• Recorded information:
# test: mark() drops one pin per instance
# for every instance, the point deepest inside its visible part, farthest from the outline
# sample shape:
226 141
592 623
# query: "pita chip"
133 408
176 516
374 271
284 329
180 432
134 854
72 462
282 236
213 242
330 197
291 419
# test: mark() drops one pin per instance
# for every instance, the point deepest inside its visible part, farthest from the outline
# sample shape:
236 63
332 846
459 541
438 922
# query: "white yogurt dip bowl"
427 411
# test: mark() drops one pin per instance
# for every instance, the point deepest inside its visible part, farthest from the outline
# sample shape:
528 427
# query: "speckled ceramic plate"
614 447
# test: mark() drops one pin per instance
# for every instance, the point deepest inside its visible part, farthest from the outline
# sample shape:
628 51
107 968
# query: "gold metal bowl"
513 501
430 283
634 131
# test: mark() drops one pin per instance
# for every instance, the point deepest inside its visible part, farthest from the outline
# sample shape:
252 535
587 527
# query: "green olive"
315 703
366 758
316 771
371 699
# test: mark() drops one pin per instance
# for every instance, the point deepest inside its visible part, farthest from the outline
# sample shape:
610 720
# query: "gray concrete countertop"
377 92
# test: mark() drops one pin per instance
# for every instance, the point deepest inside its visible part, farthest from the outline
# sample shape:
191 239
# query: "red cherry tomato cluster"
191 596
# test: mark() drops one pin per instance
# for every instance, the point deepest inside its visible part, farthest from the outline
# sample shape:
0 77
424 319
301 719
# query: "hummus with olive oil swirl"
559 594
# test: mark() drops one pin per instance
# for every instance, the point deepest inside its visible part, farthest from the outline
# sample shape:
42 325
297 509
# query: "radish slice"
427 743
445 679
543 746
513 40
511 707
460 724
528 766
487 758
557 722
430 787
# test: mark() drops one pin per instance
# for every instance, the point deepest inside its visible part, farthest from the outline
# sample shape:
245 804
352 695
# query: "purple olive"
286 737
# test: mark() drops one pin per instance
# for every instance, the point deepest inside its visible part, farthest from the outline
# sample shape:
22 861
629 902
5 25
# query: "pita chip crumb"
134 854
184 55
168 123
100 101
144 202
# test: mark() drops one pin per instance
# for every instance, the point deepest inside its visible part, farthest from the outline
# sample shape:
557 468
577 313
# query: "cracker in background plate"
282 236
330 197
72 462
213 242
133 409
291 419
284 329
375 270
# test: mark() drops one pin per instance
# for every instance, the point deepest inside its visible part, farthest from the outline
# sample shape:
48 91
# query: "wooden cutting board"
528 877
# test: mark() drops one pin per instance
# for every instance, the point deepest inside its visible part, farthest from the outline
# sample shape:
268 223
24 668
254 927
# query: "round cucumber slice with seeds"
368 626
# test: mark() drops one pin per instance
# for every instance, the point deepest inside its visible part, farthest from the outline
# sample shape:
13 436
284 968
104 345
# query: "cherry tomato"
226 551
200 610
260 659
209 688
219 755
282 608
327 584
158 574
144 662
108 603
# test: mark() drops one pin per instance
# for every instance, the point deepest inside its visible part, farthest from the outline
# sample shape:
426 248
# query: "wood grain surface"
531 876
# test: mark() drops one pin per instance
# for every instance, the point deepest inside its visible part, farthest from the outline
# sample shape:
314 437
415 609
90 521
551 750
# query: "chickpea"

==

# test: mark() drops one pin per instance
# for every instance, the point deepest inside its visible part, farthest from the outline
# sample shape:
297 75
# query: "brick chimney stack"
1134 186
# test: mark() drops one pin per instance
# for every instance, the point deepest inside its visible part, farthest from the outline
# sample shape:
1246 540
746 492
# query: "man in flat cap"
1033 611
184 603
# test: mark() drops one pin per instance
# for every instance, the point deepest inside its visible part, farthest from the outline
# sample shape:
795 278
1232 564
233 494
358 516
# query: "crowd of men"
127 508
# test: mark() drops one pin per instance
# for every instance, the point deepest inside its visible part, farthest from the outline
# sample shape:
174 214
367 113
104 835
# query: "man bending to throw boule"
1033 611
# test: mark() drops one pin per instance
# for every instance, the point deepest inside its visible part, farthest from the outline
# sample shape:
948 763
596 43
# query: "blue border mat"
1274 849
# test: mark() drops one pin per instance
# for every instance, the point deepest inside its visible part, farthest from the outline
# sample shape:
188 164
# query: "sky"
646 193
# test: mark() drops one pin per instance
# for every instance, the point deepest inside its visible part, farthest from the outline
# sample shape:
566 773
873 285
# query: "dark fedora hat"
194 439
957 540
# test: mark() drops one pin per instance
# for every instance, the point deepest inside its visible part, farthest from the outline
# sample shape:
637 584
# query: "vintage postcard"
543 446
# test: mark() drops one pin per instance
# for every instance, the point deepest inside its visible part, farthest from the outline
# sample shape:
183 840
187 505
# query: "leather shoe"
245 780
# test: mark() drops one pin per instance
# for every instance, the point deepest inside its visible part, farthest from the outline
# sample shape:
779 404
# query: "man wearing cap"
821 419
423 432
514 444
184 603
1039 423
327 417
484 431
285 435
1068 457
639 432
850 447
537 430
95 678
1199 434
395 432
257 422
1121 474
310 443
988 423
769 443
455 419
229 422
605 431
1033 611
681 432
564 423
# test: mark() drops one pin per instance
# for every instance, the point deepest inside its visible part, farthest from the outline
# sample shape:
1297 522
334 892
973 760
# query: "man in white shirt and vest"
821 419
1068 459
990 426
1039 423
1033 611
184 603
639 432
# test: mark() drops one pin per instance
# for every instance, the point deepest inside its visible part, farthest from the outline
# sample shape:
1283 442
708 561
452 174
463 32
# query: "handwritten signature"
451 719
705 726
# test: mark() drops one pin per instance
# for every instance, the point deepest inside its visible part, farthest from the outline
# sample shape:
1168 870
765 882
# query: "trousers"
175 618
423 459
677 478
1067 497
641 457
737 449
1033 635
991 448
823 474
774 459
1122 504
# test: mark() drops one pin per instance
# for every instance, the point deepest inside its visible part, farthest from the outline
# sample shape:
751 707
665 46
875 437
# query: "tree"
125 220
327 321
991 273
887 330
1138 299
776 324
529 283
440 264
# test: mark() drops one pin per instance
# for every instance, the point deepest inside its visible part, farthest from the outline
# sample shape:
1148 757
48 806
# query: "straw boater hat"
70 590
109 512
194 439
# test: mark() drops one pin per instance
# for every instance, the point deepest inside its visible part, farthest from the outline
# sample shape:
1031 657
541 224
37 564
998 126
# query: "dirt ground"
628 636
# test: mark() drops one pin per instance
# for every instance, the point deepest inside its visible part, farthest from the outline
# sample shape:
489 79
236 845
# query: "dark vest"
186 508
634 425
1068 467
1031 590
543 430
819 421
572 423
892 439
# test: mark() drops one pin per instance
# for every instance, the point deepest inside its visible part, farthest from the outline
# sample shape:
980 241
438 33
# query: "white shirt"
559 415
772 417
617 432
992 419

• Task description:
Count the lines in the entries above that contain the string "slice". Reply with the number alone.

• Answer to the exercise:
2